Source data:
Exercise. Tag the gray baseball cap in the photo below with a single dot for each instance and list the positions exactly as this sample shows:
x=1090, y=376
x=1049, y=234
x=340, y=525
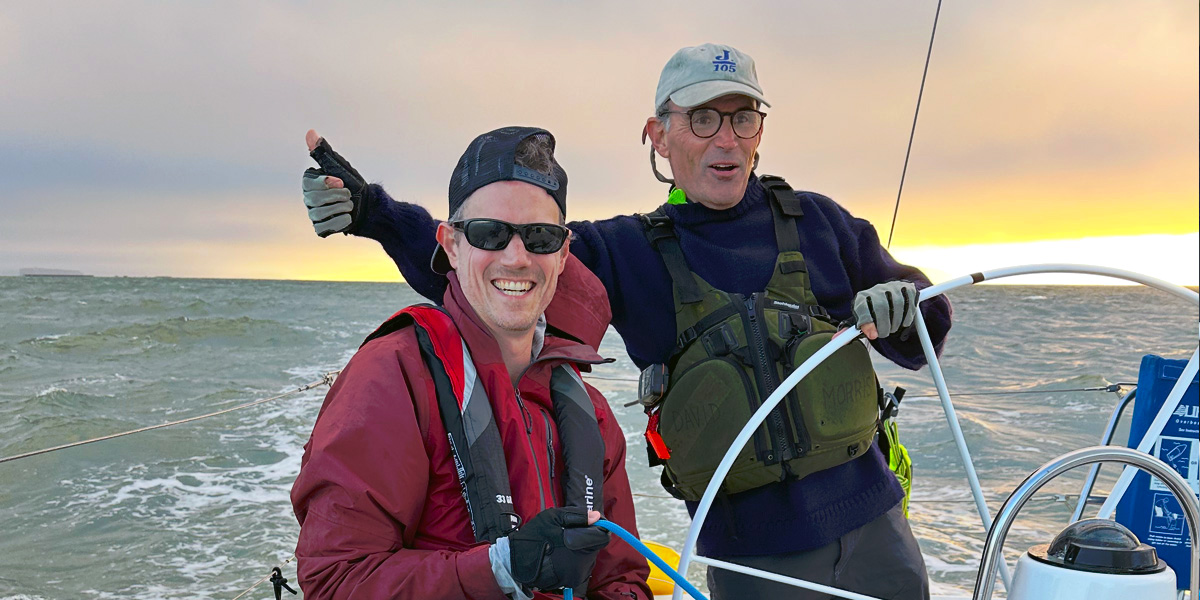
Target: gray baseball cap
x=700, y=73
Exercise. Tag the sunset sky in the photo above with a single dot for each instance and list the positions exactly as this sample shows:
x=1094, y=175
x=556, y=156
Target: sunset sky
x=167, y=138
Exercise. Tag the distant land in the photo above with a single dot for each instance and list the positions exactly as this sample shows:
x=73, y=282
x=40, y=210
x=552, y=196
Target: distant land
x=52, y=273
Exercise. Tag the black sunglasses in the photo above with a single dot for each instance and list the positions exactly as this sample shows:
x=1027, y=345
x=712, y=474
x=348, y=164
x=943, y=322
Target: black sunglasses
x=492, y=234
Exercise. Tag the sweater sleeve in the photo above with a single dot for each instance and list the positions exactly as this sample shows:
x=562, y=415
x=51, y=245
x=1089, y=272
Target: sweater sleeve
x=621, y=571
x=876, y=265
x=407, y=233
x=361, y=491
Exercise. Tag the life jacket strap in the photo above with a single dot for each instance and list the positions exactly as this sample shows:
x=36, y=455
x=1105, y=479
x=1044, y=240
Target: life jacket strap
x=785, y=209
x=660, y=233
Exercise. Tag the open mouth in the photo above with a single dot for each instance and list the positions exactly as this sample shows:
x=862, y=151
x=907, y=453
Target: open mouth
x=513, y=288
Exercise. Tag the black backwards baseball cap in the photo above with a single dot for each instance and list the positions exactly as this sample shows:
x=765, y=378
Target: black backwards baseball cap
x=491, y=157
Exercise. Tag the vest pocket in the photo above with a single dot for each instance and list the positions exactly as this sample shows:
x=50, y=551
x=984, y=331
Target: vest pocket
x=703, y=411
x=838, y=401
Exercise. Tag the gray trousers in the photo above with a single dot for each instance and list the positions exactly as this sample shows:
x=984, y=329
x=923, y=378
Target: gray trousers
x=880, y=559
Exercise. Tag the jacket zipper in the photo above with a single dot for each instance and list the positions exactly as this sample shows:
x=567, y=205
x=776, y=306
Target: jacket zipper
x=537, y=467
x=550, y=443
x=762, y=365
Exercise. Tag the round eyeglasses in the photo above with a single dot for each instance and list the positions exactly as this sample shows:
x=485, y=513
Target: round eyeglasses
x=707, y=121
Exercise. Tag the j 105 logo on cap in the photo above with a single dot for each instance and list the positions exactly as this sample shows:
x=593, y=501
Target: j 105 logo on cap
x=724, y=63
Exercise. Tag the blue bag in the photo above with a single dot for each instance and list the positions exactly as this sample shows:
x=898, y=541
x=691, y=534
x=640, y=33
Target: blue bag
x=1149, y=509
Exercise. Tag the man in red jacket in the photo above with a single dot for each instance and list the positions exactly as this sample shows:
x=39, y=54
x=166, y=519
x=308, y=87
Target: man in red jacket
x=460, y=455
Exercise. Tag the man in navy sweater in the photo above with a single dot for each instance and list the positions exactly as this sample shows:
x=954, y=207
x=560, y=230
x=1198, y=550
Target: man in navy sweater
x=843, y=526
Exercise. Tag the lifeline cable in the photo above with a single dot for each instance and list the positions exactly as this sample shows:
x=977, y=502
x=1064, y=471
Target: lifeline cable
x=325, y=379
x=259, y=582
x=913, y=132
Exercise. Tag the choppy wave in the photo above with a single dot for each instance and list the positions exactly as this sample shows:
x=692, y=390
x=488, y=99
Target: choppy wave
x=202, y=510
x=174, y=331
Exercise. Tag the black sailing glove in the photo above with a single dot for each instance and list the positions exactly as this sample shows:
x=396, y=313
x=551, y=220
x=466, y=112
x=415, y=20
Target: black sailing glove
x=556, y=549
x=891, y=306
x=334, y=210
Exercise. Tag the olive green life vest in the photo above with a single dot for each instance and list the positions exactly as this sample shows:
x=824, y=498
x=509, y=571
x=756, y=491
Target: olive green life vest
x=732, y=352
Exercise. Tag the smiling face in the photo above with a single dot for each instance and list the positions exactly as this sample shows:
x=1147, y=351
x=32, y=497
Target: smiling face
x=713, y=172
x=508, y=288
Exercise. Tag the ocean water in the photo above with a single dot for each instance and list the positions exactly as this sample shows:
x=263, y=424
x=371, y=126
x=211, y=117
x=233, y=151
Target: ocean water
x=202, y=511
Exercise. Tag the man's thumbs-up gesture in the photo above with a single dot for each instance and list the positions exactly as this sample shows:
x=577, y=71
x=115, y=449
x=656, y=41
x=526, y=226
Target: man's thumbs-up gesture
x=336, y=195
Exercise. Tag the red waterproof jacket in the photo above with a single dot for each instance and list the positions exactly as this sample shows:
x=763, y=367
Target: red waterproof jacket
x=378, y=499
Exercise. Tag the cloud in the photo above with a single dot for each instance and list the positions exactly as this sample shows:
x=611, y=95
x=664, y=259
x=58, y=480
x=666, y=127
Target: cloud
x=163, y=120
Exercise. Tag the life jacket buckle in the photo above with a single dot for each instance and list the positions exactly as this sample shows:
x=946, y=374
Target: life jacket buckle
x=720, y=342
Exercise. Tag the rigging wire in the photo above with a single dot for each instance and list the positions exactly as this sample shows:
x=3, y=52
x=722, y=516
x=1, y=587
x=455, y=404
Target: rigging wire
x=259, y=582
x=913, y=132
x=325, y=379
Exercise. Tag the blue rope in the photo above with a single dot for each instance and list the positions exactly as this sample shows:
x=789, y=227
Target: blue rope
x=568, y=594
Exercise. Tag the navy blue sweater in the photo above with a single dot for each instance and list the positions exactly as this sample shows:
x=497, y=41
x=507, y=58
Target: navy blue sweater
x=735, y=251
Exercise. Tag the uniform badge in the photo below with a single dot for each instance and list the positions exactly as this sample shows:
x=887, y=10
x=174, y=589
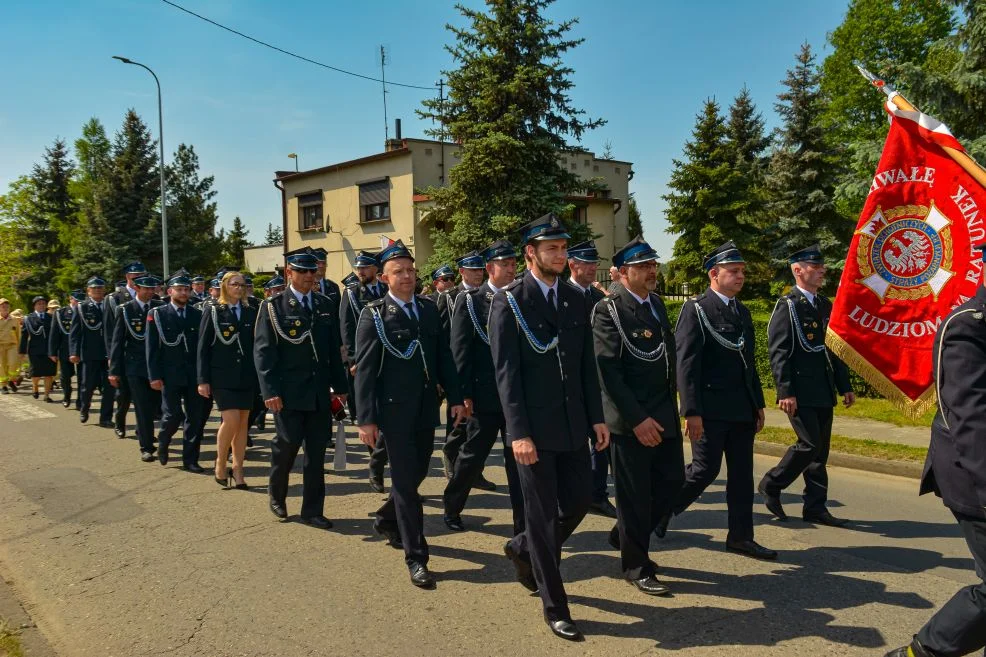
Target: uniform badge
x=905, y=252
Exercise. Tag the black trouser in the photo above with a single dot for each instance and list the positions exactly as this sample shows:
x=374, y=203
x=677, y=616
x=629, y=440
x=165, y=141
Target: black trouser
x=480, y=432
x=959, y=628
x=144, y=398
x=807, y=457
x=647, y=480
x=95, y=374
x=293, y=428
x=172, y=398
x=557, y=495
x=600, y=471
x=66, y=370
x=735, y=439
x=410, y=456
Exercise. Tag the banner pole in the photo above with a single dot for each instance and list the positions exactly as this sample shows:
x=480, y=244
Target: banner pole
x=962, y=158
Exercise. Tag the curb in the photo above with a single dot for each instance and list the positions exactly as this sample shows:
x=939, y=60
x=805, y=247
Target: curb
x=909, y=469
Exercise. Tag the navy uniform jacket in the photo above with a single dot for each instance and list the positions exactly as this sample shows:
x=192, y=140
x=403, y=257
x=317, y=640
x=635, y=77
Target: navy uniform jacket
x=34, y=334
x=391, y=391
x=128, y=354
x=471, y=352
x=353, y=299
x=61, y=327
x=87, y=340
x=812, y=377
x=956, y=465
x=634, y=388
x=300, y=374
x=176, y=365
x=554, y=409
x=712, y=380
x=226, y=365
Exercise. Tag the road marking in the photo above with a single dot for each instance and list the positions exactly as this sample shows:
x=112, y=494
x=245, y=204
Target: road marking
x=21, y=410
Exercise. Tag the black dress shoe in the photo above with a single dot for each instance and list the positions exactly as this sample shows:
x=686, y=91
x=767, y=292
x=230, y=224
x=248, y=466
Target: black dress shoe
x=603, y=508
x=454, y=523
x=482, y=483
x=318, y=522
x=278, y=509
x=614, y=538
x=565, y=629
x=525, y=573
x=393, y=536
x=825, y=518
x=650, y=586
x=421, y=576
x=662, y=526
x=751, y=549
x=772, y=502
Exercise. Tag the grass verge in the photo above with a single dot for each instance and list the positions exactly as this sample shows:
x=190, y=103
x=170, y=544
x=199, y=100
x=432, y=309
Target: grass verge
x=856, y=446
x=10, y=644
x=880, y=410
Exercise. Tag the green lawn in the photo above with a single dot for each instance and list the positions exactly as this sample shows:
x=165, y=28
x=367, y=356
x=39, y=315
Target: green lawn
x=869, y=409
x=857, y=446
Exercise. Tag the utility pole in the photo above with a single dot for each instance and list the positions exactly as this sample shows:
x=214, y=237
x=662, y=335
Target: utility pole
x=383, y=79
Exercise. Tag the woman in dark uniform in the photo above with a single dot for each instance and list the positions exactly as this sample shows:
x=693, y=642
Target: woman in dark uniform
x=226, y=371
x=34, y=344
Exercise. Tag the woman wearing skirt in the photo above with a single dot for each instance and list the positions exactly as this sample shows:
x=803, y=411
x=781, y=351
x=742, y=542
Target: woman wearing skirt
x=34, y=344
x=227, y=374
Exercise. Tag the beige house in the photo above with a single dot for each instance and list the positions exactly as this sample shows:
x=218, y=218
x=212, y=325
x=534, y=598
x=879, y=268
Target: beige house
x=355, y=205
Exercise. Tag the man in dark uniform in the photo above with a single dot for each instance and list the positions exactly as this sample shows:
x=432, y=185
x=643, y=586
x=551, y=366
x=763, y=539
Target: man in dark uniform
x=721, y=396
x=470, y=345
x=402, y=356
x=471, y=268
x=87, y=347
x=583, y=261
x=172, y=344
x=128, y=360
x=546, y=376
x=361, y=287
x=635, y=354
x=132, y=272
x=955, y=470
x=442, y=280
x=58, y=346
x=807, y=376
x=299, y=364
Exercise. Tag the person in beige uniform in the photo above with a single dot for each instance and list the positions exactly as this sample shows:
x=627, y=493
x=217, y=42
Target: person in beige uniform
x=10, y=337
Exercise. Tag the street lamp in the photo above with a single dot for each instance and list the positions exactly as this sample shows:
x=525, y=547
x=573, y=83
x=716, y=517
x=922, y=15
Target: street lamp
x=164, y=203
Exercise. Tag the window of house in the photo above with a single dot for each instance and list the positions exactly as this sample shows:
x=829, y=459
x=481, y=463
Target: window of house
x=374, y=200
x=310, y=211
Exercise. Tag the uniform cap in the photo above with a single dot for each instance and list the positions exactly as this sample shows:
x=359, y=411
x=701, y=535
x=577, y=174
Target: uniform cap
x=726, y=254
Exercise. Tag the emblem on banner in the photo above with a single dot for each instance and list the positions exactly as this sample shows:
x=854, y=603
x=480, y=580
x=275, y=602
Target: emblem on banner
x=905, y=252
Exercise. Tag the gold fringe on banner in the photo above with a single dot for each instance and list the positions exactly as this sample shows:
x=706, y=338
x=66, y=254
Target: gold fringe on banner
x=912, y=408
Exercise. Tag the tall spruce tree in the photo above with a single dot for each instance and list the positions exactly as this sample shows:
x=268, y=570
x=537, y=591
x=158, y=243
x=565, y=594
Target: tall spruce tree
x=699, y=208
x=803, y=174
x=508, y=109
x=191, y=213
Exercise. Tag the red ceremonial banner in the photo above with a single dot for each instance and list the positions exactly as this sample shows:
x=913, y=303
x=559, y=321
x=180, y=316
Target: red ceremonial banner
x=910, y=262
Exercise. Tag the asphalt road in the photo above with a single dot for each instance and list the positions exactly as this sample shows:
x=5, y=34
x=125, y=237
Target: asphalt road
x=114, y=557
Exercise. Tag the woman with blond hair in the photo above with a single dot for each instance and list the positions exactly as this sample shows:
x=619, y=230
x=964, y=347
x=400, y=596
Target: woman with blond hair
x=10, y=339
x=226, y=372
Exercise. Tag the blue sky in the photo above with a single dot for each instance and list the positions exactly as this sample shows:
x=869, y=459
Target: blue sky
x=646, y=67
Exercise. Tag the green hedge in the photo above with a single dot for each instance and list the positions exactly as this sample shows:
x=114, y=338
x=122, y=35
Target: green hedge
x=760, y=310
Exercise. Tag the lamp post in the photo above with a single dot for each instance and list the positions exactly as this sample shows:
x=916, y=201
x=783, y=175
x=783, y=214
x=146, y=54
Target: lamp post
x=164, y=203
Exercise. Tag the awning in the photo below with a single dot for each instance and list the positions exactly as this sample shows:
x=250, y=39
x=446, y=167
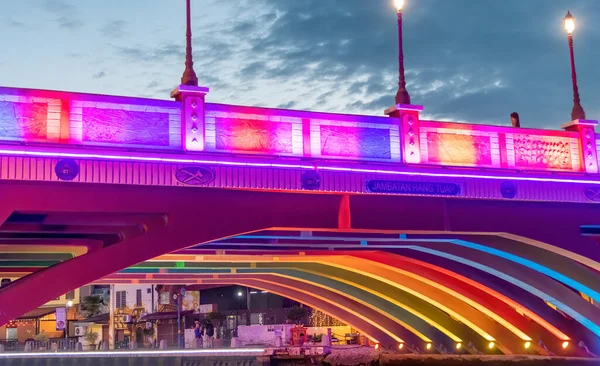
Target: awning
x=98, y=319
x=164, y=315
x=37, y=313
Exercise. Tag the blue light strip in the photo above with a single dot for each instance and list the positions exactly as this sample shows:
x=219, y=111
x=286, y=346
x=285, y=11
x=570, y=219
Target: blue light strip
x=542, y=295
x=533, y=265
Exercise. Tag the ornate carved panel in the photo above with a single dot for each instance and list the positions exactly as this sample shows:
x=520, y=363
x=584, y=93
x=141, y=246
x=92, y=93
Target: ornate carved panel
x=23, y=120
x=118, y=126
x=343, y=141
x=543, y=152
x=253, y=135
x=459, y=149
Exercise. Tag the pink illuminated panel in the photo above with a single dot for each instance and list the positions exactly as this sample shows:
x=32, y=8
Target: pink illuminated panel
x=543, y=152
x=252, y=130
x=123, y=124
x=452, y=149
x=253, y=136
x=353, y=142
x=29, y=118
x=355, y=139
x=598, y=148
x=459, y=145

• Requirement
Update the stretch from the line containing "Exercise. Tag the olive" through the line containing "x=732, y=352" so that "olive green" becomes "dark green", with all other text unchanged.

• Final result
Exercise. Tag the dark green life vest in the photo above with a single dot for each instance and list the positions exactly as this sample shows:
x=824, y=498
x=509, y=571
x=756, y=491
Target: dark green life vest
x=732, y=352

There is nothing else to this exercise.